- _EXCERPT PROVIDED_:
☆ ☆ ☆ ☆ ☆ ☆ ☆
# Police: Uber driver pulled gun, threatened to kill valet



## Driver8 (Jul 29, 2014)

http://www.wsbtv.com/news/news/local/police-uber-driver-pulled-gun-threatened-kill-vale/nhHxc/


----------



## puber (Aug 31, 2014)

I hate valet people. They always steal my meter change from the ashtray. But I admire their driving skills.


----------



## ChitownMark (Jul 24, 2014)

Someone on this forum predicted this would happen when rates were cut.


----------



## rtaatl (Jul 3, 2014)

You beat me to it.....Welcome to Atlanta! LOL! Told you the driver sentiment has changed.


----------



## Uber Amway (Aug 19, 2014)

It has 66 shares on Facebook, this news story. Gonna have to try harder than this if we're gonna give Uber the finger!


----------



## drivingmisscrazy (Aug 12, 2014)

Uber has got to love the public relations aspect of this story. They spelled Uber right!


----------



## LookyLou (Apr 28, 2014)

Damn Valets. They think they own the world. Entitled pri_ks.
☆ ☆ ☆ ☆ ☆ ☆ ☆
Position identification records:
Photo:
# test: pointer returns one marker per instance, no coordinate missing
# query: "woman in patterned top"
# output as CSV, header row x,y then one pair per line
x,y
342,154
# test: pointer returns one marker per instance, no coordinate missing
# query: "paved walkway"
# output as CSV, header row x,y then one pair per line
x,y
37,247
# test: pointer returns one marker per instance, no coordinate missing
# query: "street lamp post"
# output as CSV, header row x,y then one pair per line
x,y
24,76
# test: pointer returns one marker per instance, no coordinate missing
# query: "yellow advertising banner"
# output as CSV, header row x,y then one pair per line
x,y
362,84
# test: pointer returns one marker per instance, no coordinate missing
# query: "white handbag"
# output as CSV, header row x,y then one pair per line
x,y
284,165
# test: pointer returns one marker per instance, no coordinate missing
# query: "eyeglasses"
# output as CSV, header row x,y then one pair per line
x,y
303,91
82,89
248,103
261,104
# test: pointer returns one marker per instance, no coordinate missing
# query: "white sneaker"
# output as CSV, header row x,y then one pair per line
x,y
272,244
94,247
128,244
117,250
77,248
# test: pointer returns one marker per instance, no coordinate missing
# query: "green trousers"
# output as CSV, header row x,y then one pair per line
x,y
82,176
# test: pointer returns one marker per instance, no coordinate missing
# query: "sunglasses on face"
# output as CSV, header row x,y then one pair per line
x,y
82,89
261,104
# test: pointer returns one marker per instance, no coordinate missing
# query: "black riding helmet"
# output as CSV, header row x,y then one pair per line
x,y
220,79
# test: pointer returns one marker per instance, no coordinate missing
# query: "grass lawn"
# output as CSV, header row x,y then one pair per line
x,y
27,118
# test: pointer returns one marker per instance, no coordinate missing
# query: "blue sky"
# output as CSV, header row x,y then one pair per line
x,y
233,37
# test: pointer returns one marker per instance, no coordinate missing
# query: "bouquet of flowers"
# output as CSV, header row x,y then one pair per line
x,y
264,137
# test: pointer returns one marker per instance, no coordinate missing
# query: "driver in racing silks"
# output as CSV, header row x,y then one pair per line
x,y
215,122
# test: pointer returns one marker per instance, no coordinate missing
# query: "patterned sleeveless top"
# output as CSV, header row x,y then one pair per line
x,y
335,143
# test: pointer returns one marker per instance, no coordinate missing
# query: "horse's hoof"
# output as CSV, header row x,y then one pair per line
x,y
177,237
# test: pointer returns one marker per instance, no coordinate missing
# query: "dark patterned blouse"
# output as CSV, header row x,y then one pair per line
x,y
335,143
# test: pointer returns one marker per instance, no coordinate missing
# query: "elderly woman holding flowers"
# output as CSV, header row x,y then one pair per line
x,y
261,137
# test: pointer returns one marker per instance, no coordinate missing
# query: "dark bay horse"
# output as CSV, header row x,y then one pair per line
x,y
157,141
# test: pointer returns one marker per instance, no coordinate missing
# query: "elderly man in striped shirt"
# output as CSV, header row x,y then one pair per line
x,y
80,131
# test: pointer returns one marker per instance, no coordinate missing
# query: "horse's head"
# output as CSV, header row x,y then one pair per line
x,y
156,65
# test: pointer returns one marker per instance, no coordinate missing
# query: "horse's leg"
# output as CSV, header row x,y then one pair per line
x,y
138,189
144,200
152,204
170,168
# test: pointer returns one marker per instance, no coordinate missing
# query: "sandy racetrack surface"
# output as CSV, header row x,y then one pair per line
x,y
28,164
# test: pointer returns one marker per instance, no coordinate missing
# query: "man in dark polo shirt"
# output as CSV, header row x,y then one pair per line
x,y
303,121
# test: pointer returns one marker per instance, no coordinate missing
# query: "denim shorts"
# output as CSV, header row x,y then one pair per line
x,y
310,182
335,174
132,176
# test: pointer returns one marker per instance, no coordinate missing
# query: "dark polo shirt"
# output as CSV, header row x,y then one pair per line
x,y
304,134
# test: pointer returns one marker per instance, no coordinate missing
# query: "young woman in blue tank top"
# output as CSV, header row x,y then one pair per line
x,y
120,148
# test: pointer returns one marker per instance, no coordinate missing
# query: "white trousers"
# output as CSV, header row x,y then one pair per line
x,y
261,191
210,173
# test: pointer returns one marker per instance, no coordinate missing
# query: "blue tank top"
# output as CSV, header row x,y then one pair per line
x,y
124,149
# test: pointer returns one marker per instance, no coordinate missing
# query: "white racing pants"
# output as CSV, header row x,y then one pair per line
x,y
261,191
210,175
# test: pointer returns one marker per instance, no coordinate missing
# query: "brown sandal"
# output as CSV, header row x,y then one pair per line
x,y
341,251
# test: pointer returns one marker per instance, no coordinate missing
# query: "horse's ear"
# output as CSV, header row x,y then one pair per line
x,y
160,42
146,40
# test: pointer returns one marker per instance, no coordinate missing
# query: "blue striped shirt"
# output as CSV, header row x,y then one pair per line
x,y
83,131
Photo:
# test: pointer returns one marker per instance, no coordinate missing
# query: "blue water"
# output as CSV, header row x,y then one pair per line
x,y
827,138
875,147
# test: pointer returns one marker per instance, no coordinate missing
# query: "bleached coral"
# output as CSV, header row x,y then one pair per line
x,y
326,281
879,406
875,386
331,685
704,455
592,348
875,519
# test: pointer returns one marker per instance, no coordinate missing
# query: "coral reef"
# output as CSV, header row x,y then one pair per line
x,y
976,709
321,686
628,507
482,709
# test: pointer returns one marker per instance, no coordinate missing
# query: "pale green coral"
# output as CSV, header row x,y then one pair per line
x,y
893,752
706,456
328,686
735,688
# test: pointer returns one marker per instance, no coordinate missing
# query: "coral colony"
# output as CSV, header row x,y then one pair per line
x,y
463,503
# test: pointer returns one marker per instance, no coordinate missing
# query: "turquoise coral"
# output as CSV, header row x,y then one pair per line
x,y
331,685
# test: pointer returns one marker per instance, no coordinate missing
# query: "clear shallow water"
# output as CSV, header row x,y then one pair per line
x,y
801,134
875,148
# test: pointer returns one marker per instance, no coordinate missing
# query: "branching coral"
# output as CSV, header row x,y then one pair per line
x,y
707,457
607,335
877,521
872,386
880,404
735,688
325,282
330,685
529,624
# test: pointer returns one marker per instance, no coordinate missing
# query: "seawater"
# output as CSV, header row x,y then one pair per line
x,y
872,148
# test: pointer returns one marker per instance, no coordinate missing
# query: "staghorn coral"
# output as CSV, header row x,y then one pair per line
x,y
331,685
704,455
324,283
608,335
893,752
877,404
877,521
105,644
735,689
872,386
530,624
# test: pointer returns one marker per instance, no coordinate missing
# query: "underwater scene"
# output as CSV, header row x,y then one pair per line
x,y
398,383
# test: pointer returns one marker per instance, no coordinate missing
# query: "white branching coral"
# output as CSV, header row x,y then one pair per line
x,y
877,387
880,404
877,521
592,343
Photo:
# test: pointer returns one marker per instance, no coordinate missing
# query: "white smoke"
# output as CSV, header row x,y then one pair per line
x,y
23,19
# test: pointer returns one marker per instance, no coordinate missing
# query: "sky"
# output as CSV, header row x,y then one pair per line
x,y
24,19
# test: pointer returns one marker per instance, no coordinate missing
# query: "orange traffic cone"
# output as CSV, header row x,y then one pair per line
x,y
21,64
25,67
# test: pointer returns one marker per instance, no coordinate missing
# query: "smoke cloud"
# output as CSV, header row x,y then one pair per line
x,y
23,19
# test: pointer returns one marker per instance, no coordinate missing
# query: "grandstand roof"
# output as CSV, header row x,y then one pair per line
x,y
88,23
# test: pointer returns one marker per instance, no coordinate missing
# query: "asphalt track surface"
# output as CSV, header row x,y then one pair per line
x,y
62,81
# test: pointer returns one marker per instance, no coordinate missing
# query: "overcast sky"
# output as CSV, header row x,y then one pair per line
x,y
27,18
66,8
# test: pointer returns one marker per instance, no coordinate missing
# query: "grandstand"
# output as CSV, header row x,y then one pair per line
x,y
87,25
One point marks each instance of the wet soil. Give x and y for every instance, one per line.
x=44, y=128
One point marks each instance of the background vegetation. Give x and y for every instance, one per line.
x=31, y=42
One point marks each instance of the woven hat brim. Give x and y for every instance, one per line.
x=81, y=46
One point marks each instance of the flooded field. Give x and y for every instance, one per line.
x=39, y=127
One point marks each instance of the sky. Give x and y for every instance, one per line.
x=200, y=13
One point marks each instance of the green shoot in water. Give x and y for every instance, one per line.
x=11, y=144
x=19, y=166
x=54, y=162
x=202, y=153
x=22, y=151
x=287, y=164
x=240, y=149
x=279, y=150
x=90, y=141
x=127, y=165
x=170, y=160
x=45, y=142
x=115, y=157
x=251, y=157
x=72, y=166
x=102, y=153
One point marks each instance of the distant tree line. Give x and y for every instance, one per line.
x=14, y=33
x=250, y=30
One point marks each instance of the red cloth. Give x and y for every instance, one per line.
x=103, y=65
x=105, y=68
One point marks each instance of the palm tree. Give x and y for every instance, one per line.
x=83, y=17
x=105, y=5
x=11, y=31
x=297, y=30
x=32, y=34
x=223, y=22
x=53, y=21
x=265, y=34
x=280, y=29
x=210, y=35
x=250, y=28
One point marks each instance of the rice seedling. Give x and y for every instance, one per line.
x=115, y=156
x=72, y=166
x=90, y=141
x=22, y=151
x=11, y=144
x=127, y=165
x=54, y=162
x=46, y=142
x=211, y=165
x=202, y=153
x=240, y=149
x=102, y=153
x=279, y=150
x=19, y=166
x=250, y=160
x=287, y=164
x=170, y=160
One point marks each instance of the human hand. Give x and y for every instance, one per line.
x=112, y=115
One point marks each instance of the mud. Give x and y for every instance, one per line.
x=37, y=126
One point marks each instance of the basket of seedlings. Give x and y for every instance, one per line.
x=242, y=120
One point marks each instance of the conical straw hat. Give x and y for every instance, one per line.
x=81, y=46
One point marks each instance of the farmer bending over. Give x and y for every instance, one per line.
☆ ☆ ☆ ☆ ☆ ☆ ☆
- _TASK INSTRUCTIONS_:
A) From the thread about the Uber driver who threatened a valet, reproduce the stretch from "## Uber Amway" through "(Aug 12, 2014)".
B) In the thread about the Uber driver who threatened a valet, what does puber say valet people always steal?
C) Pick up the thread about the Uber driver who threatened a valet after its final post and keep it going.

- _TASK-BY-TASK ANSWERS_:
A)
## Uber Amway (Aug 19, 2014)

It has 66 shares on Facebook, this news story. Gonna have to try harder than this if we're gonna give Uber the finger!


----------



## drivingmisscrazy (Aug 12, 2014)

B) Meter change from the ashtray.

C)
----------



## sharmarke (May 8, 2014)

I would get shot in CALI if I carry a heat like that before I even pullout. Lol


----------



## IndianaMachino (Dec 18, 2014)

Driver8 said:


> http://www.wsbtv.com/news/news/local/police-uber-driver-pulled-gun-threatened-kill-vale/nhHxc/


I pulled into the JW Marriot in Indianapolis last weekend for a pickup... Valet came to my vehicle... told him it was Uber pickup... guy could not have been nicer. he asked me how I like it, and one of his friends is doing it and likes doing it a lot. Welcome to Indiana. People are more friendly.


----------



## Worcester Sauce (Aug 20, 2014)

Driver8 said:


> http://www.wsbtv.com/news/news/local/police-uber-driver-pulled-gun-threatened-kill-vale/nhHxc/


here we go again....Uber falling all over itself to espouse it's corporate conscience and responsible behavior. It's always about safety first with Uber (even though - arguably - most of the Uber X fleet is driving around uninsured).


----------



## unter ling (Sep 29, 2014)

Where is Doyle?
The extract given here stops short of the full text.